Skip to content
This repository was archived by the owner on Jan 4, 2026. It is now read-only.
This repository was archived by the owner on Jan 4, 2026. It is now read-only.

all speech output turned into "download dour voices", issue seemed to be mismatch between piper and ffmpeg #102

@grimwiz

Description

@grimwiz

I solved it over an evening working with ChatGPT. at the end I asked for a summary of the fix:

This switches the TTS pipeline to a robust, headered stream:
Piper now writes WAV to stdout (--output_file -) instead of raw PCM.
ffmpeg now reads WAV (no guessing), then transcodes to the requested format.
Also fixes two subtle edge cases:
allow speaker: 0 (if speaker is not None)
write a trailing newline + flush to ensure Piper actually synthesizes the final utterance.

diff --git a/app/speech.py b/app/speech.py
index 4c5b1a1..b7a8e54 100644
--- a/app/speech.py
+++ b/app/speech.py
@@ -223,16 +223,19 @@ async def generate_speech(request: GenerateSpeechRequest):
         except KeyError as e:
             raise ServiceUnavailableError(f"Configuration error: tts-1 voice '{voice}' is missing 'model:' setting. KeyError: {e}")
 
-        speaker = voice_map.get('speaker', None)
-
-        tts_args = ["piper", "--model", str(piper_model), "--data-dir", "voices", "--download-dir", "voices", "--output-raw"]
-        if speaker:
-            tts_args.extend(["--speaker", str(speaker)])
+        speaker = voice_map.get('speaker', None)
+
+        # Emit WAV to stdout for a stable, headered stream that ffmpeg can consume reliably.
+        tts_args = ["piper", "--model", str(piper_model),
+                    "--data-dir", "voices", "--download-dir", "voices",
+                    "--output_file", "-"]
+        # Accept speaker=0 as valid; only skip when truly None
+        if speaker is not None:
+            tts_args.extend(["--speaker", str(speaker)])

Data records:
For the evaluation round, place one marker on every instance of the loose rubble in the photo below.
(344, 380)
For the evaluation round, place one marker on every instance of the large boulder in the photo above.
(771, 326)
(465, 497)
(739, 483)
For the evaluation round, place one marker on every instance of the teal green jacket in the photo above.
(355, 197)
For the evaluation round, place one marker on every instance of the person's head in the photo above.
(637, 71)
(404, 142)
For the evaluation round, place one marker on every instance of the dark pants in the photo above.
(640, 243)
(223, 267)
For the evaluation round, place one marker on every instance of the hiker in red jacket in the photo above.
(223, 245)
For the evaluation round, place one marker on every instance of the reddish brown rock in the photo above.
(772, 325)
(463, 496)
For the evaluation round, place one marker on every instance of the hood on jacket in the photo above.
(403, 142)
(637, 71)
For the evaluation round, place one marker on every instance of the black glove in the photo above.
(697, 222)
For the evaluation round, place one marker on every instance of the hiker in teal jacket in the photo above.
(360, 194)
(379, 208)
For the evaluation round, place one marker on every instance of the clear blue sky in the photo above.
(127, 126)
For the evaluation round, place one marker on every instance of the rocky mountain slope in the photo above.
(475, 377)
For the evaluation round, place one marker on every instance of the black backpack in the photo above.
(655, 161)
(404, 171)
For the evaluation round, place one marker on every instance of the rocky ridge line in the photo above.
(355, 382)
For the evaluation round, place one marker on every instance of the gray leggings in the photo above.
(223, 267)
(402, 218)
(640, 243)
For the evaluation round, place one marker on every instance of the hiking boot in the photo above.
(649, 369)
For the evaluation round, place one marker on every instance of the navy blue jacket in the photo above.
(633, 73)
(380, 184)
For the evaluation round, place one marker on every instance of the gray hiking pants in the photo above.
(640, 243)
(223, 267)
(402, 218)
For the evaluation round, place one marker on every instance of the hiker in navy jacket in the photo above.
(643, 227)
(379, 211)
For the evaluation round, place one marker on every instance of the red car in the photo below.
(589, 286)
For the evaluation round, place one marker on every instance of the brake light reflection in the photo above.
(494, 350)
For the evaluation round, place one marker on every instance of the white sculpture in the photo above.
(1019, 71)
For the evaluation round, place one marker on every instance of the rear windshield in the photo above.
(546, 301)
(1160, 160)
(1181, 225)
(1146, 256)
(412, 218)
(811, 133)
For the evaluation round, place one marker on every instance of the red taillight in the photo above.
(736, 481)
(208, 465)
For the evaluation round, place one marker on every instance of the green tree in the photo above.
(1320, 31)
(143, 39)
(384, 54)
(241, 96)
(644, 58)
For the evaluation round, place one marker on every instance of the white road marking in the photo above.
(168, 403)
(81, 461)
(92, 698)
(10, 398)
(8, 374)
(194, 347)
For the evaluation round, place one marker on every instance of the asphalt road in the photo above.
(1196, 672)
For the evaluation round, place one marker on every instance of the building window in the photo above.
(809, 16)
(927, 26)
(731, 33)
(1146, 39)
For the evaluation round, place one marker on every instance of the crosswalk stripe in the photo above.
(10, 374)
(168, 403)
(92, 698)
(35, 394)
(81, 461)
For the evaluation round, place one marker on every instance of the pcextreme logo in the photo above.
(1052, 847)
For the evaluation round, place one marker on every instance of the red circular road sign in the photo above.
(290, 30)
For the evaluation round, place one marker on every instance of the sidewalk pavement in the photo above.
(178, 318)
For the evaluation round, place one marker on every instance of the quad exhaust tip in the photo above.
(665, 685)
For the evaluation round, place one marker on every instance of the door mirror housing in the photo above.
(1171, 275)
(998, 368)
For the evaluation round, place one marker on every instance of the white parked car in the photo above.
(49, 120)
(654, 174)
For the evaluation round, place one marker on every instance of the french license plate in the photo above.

YOUR TASK -> Quote the Piper and ffmpeg issue text between "all speech output" and "of raw PCM.", inclusive.

ANSWER BOX ->
all speech output turned into "download dour voices", issue seemed to be mismatch between piper and ffmpeg #102

@grimwiz

Description

@grimwiz

I solved it over an evening working with ChatGPT. at the end I asked for a summary of the fix:

This switches the TTS pipeline to a robust, headered stream:
Piper now writes WAV to stdout (--output_file -) instead of raw PCM.